» Request a
Pull out every line in the rows below that contains the word "window", and copy each one unchanged.

» Text segment
**Quick method**

The left hand side is an upright quartic (positive coefficient of #x^4#) which intersects the #x# axis at the four zeros: #-5, -1, 1, 2#.

So it will be negative precisely in the intervals #(-5, -1)# and #(1, 2)#.

Here's a graph of #y = 1/20 (x+5)(x-2)(x-1)(x+1)# ...

graph{(x+5)(x+1)(x-1)(x-2)/20 [-10, 10, -5.5, 4.5]}

#color(white)()#

**A little slower...**

Let #f(x) = (x+5)(x-2)(x-1)(x+1)#

#f(x)# is a continuous function which is zero when #x in { -5, -1, 1, 2 }#, so does not satisfy the inequality #f(x) < 0# at those points.

These points divide the Real line into #5# intervals in which the sign of #f(x)# cannot change:

#(-oo, -5), (-5, -1), (-1, 1), (1, 2), (2, oo)#

Since the zeros are each of multiplicity #1# - which is an odd number - the sign does change at each of these points.

When #x < -5#, the sign of each of the linear factors is negative. When they are all multiplied, the result is positive.

That is, when #x < -5#:

#{ ((x+5) < 0), ((x-2) < 0), ((x-1) < 0), ((x+1) < 0) :}#

Hence #(x+5)(x-2)(x-1)(x+1) > 0#

So #f(x)# has the following signs in each of the #5# intervals:

#+, -, +, -, +#

respectively.

So #f(x) < 0# in #(-5, -1) uu (1, 2)#

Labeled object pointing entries
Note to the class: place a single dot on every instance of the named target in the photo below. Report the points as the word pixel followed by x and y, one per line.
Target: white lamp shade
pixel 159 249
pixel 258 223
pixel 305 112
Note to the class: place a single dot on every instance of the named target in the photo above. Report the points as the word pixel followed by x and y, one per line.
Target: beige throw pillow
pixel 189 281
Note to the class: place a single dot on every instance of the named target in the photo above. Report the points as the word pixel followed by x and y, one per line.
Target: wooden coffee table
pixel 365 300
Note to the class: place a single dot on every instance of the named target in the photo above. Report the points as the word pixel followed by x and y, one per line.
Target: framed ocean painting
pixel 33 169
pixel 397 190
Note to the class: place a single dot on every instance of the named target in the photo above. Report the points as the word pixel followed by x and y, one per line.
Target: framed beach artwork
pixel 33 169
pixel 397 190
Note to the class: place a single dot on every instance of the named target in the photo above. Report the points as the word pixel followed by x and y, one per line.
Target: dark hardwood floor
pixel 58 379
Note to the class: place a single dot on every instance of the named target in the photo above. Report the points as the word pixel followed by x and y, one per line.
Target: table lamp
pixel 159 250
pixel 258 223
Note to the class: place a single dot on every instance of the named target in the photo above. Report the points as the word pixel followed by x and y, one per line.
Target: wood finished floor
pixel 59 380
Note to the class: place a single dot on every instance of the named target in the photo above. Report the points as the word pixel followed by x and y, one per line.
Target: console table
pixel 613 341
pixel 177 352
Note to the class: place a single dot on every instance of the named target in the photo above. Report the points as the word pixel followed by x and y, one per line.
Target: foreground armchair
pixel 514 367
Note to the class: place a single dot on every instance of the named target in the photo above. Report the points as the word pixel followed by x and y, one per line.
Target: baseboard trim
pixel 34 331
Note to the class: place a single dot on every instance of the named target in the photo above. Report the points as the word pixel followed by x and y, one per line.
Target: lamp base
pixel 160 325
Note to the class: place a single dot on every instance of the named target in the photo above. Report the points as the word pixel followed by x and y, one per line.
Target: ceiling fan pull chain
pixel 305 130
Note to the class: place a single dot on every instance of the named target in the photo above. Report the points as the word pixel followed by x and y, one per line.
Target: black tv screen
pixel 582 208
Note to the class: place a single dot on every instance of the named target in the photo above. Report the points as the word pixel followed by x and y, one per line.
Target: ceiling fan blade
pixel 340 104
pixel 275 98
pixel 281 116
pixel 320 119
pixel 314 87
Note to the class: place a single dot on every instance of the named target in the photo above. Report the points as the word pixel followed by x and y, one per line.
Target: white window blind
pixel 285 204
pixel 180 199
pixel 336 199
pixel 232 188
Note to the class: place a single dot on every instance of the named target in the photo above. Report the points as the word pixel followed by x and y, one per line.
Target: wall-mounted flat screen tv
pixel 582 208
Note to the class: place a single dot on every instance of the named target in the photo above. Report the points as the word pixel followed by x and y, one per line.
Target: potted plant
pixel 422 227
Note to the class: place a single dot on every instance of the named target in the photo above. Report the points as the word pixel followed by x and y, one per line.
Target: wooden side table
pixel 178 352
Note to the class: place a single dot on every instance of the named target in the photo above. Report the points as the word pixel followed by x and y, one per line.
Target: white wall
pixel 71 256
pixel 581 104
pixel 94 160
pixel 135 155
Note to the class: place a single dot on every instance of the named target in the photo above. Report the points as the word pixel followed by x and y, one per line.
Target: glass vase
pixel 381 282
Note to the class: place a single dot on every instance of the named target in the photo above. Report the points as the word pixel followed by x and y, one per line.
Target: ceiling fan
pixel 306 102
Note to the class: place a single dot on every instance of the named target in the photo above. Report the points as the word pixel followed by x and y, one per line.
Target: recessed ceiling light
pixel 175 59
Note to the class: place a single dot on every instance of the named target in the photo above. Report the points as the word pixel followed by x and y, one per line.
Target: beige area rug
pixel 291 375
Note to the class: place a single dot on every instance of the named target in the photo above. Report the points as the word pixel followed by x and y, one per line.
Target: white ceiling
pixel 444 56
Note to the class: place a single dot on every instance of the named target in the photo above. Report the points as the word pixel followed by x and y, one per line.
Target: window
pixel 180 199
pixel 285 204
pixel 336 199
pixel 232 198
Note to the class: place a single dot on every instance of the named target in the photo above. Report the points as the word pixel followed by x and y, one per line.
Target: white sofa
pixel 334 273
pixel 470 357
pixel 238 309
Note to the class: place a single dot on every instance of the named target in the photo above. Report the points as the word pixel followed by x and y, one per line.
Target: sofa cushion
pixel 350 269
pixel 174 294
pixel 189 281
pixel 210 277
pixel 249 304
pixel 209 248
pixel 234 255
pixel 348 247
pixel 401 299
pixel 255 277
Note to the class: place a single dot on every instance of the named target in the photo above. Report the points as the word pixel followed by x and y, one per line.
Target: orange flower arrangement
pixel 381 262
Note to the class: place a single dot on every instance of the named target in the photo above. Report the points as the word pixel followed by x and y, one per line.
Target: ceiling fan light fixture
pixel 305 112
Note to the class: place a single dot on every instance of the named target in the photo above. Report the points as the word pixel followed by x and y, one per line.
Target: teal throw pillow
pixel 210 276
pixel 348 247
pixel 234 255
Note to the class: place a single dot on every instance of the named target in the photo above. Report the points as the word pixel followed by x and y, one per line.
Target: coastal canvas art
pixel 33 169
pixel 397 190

» Request b
In the text on the quartic inequality, into how many intervals do the zeros divide the Real line?

» Correct result a
Target: white window blind
Target: window

» Correct result b
Five intervals.